*Given instruction*
Format the data below as a numbered list, from the line containing "In this photo, each instance of the grass" through the end of the data, with blank lines omitted.

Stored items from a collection
>>

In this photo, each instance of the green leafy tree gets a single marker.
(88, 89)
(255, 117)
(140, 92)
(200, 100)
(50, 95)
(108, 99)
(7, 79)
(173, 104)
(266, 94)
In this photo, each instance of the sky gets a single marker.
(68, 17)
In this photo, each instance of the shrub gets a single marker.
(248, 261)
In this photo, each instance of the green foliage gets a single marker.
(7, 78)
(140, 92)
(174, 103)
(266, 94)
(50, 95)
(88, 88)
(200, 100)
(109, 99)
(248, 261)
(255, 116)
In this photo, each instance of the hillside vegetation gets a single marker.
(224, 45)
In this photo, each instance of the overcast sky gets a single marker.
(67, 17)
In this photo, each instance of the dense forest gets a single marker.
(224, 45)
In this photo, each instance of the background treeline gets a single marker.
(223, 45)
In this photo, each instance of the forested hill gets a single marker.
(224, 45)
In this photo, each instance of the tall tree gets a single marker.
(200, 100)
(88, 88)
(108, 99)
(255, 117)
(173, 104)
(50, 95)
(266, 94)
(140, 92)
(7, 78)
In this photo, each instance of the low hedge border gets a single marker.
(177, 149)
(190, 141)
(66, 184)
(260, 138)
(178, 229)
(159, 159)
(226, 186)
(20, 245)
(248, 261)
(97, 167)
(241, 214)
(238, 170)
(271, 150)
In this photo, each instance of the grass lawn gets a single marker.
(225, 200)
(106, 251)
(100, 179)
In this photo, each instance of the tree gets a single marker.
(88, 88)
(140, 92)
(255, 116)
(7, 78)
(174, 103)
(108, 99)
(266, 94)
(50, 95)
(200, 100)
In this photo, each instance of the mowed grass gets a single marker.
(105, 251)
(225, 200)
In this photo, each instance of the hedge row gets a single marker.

<<

*Solution below*
1. In this photo, each instance of the grass lawn gets a single marker.
2. (225, 200)
3. (106, 251)
4. (100, 179)
5. In this photo, each instance of the tree gets a single marker.
6. (88, 88)
7. (140, 92)
8. (255, 116)
9. (7, 78)
10. (174, 103)
11. (108, 99)
12. (266, 94)
13. (50, 95)
14. (200, 100)
15. In this photo, each instance of the mowed grass gets a single marker.
16. (105, 251)
17. (225, 200)
18. In this photo, each instance of the hedge row gets a single marker.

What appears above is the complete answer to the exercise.